== Task directions ==
Please set out the rows from the line containing "bell**, I would" through the last line of the rows as a JSON list of strings, one string per line, with blank lines omitted.
— Start of Records for this exercise —
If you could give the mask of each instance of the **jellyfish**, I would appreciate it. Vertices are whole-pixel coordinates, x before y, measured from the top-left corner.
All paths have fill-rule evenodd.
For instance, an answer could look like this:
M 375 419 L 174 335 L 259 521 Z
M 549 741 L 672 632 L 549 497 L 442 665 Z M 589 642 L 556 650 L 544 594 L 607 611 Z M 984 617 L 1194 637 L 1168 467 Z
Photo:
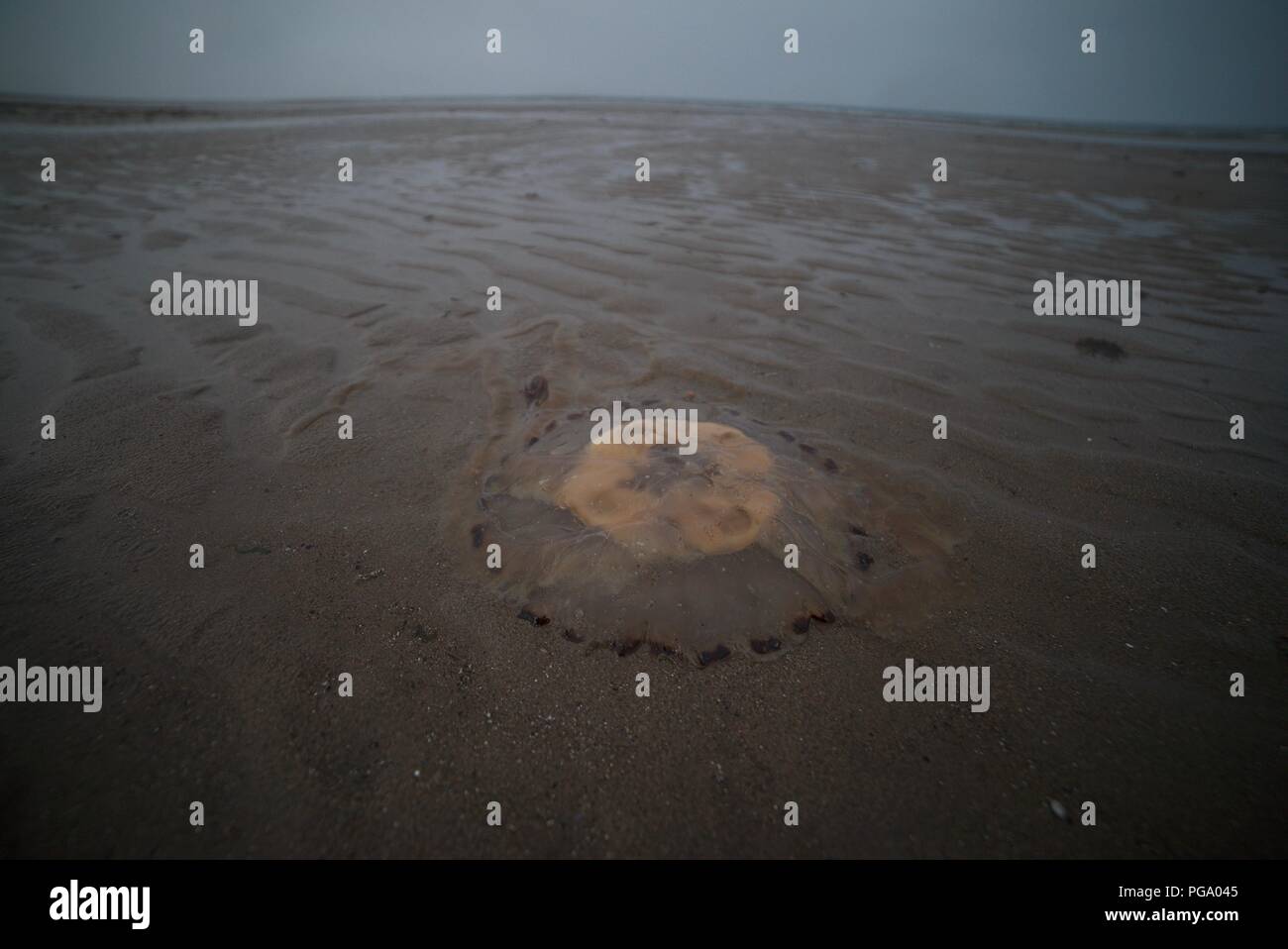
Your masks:
M 488 442 L 460 536 L 501 546 L 484 582 L 519 621 L 574 643 L 768 658 L 921 601 L 909 581 L 951 550 L 849 465 L 735 411 L 699 421 L 681 453 L 591 440 L 590 409 L 569 408 L 529 398 L 526 424 Z

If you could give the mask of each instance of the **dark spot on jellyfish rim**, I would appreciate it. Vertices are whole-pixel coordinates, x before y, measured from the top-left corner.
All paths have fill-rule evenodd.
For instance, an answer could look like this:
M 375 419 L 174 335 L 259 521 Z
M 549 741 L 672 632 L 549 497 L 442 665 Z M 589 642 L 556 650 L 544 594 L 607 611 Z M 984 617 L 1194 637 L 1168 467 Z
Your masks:
M 728 646 L 719 645 L 715 649 L 708 649 L 705 653 L 698 653 L 698 664 L 706 667 L 714 662 L 728 659 L 730 655 L 732 653 L 729 652 Z
M 1101 340 L 1095 336 L 1083 336 L 1074 344 L 1083 355 L 1103 355 L 1106 359 L 1122 359 L 1127 350 L 1113 340 Z
M 550 382 L 546 381 L 545 376 L 533 376 L 523 386 L 523 397 L 528 400 L 529 406 L 533 403 L 540 406 L 550 397 Z

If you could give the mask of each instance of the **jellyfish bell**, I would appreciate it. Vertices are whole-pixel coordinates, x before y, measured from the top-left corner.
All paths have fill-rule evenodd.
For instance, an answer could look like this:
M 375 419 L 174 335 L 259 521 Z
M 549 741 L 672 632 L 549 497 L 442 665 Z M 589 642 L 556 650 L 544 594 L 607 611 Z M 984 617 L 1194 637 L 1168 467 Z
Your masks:
M 689 455 L 590 434 L 586 412 L 535 409 L 484 449 L 482 520 L 460 531 L 502 546 L 486 582 L 516 613 L 574 641 L 772 655 L 811 625 L 862 621 L 909 560 L 863 485 L 762 433 L 697 422 Z

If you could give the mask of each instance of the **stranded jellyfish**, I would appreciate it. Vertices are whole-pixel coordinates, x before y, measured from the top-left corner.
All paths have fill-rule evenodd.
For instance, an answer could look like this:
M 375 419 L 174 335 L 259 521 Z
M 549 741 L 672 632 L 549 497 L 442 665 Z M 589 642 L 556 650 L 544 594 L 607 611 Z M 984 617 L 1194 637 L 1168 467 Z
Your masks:
M 949 546 L 846 465 L 733 411 L 699 421 L 683 453 L 620 429 L 591 440 L 587 409 L 528 400 L 480 451 L 461 534 L 480 570 L 500 546 L 487 582 L 516 617 L 574 643 L 702 664 L 773 654 L 811 625 L 920 601 L 907 579 Z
— End of Records for this exercise —
== Response to this task ==
[
  "If you could give the mask of each instance of the **jellyfish bell**, I would appreciate it. Vertices are whole-pixel coordinates, x before y, measured from the top-left corner.",
  "All paths have fill-rule evenodd.",
  "For instance, an answer could look like this:",
  "M 375 419 L 174 335 L 259 521 Z",
  "M 549 741 L 672 632 L 549 497 L 442 665 Z M 589 642 L 556 650 L 544 594 L 607 611 Z M 984 617 L 1194 637 L 1168 467 Z",
  "Your masks:",
  "M 689 455 L 590 434 L 586 412 L 535 409 L 484 449 L 482 520 L 460 531 L 502 546 L 486 582 L 516 613 L 574 641 L 772 655 L 811 625 L 862 621 L 909 560 L 863 485 L 762 433 L 697 422 Z",
  "If you could give the mask of each instance of the **stranded jellyfish**, I would appreciate it. Vertices are whole-pixel coordinates, x before y, measured from the top-left corner.",
  "All paths have fill-rule evenodd.",
  "For instance, an answer could look like this:",
  "M 375 419 L 174 335 L 259 521 Z",
  "M 549 741 L 672 632 L 549 497 L 442 665 Z M 589 642 L 556 650 L 544 594 L 607 611 Z M 984 617 L 1194 637 L 1168 467 Z",
  "Your masks:",
  "M 949 546 L 846 465 L 733 411 L 699 421 L 683 453 L 620 429 L 591 440 L 587 409 L 528 400 L 480 451 L 461 534 L 480 570 L 500 546 L 487 582 L 516 617 L 574 643 L 702 664 L 773 654 L 811 625 L 920 601 L 907 579 Z"
]